• Exercise aim: What is needed here is every record, retyped without any change.

• Data to examine:

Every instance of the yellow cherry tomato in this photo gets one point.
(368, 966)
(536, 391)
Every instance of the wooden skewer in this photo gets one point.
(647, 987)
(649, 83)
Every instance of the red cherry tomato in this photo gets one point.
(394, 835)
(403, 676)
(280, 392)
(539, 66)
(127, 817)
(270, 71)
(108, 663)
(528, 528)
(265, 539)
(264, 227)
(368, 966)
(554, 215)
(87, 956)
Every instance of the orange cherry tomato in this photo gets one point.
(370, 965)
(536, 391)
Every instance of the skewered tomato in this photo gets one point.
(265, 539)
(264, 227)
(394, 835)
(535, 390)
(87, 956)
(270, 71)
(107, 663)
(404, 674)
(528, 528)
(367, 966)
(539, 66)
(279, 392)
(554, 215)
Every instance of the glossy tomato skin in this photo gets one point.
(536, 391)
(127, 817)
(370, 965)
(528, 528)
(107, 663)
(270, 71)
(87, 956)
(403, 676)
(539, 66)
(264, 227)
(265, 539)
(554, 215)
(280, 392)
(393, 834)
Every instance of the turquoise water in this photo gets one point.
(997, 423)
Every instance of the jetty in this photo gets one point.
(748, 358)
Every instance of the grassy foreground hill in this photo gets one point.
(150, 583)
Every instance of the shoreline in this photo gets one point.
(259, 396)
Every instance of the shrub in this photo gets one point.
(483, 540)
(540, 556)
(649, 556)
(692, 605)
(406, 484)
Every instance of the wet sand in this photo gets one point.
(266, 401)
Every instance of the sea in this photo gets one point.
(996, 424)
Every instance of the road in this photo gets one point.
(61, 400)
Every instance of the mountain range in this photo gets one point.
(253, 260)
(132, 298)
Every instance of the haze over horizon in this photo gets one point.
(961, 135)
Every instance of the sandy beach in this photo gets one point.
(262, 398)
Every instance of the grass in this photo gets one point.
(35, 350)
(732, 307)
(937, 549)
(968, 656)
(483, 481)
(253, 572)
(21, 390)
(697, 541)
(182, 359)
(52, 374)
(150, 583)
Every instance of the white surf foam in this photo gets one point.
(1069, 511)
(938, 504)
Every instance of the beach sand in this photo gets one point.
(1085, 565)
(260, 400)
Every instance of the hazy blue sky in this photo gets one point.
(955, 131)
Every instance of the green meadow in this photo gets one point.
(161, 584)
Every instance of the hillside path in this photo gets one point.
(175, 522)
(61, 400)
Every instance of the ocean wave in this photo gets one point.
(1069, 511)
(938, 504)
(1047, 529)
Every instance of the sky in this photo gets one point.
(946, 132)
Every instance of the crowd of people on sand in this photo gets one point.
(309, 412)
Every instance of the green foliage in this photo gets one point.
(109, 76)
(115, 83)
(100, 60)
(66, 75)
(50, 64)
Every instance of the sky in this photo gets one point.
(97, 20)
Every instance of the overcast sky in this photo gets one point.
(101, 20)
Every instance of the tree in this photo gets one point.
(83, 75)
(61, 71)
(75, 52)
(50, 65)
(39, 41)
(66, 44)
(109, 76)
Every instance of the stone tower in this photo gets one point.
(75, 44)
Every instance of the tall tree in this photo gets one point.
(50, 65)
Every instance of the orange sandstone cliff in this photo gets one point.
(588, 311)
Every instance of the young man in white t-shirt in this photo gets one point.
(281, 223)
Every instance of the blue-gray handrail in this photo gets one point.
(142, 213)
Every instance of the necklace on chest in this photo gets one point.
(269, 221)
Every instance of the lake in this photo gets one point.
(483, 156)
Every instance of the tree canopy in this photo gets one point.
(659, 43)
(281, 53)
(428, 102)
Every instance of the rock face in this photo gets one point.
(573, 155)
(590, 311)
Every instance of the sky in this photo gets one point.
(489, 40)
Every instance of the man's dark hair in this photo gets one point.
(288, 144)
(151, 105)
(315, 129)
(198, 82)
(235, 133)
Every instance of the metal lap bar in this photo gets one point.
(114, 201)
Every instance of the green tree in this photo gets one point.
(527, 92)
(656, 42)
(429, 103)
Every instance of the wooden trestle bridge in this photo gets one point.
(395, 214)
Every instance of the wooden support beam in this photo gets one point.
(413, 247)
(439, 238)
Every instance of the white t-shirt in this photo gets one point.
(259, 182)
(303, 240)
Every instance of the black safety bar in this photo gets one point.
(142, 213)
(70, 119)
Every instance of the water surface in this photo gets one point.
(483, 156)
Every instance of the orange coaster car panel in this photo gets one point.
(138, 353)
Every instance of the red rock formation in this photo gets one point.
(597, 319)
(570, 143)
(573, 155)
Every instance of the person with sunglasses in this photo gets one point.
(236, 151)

• Solution:
Every instance of the yellow cherry tomato in this photo gets one point.
(368, 966)
(536, 391)
Every instance of the wooden skewer in this photo gets one point.
(647, 987)
(649, 83)
Every instance of the red cherry tomato in this photo gets one point.
(394, 835)
(403, 676)
(280, 392)
(539, 66)
(127, 817)
(270, 71)
(108, 663)
(528, 528)
(265, 539)
(264, 227)
(368, 966)
(554, 215)
(87, 956)
Every instance of the orange cherry tomato in this photo gets one point.
(370, 965)
(536, 391)
Every instance of the skewered tomato in this photo gets one point.
(265, 539)
(264, 227)
(394, 835)
(535, 390)
(87, 956)
(270, 71)
(107, 663)
(404, 674)
(528, 528)
(367, 966)
(539, 66)
(279, 392)
(554, 215)
Every instance of the glossy tomato skin in this photo gets one point.
(536, 391)
(127, 817)
(370, 965)
(528, 528)
(107, 663)
(270, 71)
(87, 956)
(403, 676)
(539, 66)
(264, 227)
(265, 539)
(554, 215)
(280, 392)
(393, 834)
Every instance of the turquoise water in this photo gets one point.
(997, 423)
Every instance of the jetty in this photo gets one point.
(748, 358)
Every instance of the grassy foreground hill in this photo gets one point.
(150, 583)
Every instance of the shoreline in this photo gets one point.
(259, 396)
Every instance of the shrub in this photo gets one point.
(483, 540)
(540, 556)
(649, 556)
(692, 605)
(406, 484)
Every instance of the wet sand in this photo gets one point.
(266, 401)
Every instance of the sea in this photo gets one point.
(996, 424)
Every instance of the road in this photo gets one point.
(61, 400)
Every instance of the mountain range in this photo gets one point.
(253, 260)
(132, 298)
Every instance of the haze over horizon in this photo gets one point.
(961, 135)
Every instance of the sandy beach in this photo gets one point.
(262, 398)
Every instance of the grass in this photo gets one point.
(35, 350)
(732, 307)
(937, 549)
(968, 656)
(483, 481)
(253, 572)
(21, 390)
(697, 541)
(182, 359)
(52, 374)
(150, 583)
Every instance of the white surf foam in this photo gets one point.
(1069, 511)
(938, 504)
Every instance of the beach sand in this photo gets one point.
(1085, 565)
(260, 400)
Every instance of the hazy blue sky in this photo gets one point.
(955, 131)
Every instance of the green meadow in this photo gets one point.
(161, 584)
Every instance of the hillside path in this photo gets one point.
(175, 522)
(61, 400)
Every instance of the ocean wave in this photo gets one point.
(1069, 511)
(938, 504)
(1047, 529)
Every instance of the sky in this photo gets one point.
(946, 132)
Every instance of the crowd of people on sand in this photo gets one point.
(309, 412)
Every instance of the green foliage in this photo gets one point.
(109, 76)
(115, 83)
(100, 60)
(66, 75)
(50, 64)
Every instance of the sky in this photo gets one point.
(97, 20)
Every instance of the overcast sky in this photo gets one point.
(101, 20)
Every instance of the tree in this photo gets one point.
(83, 75)
(61, 71)
(75, 52)
(50, 65)
(39, 41)
(66, 44)
(109, 76)
Every instance of the stone tower in this photo gets one point.
(75, 44)
Every instance of the tall tree in this photo gets one point.
(50, 65)
Every instance of the orange sandstone cliff in this photo gets one point.
(588, 311)
Every instance of the young man in white t-shirt in this photo gets one point.
(281, 223)
Every instance of the blue-gray handrail in this photo gets one point.
(142, 213)
Every instance of the necklace on chest in this photo gets one point.
(269, 221)
Every instance of the lake in this photo gets one point.
(483, 156)
Every instance of the tree canopy in this photo gets one point.
(659, 43)
(281, 53)
(428, 102)
Every instance of the rock face in this photo gets one point.
(573, 155)
(590, 311)
Every instance of the sky in this photo gets one point.
(489, 40)
Every instance of the man's dark hair in this photo gets one point.
(288, 144)
(151, 105)
(315, 129)
(198, 82)
(235, 133)
Every instance of the metal lap bar in this photo gets one point.
(114, 201)
Every instance of the green tree in this photo gets one point.
(527, 92)
(656, 42)
(429, 103)
Every instance of the wooden trestle bridge in this photo gets one point.
(395, 214)
Every instance of the wooden support beam in this photo gets one point.
(413, 247)
(439, 238)
Every instance of the white t-shirt in this photo gets one point.
(259, 182)
(303, 240)
Every instance of the black safety bar in this photo gets one point.
(142, 213)
(70, 119)
Every instance of the water surface in this photo gets one point.
(483, 156)
Every instance of the orange coaster car panel in this photo gets one point.
(138, 353)
Every instance of the red rock formation in this photo gets one point.
(597, 319)
(570, 143)
(573, 155)
Every instance of the person with sunglasses in this photo gets one point.
(236, 151)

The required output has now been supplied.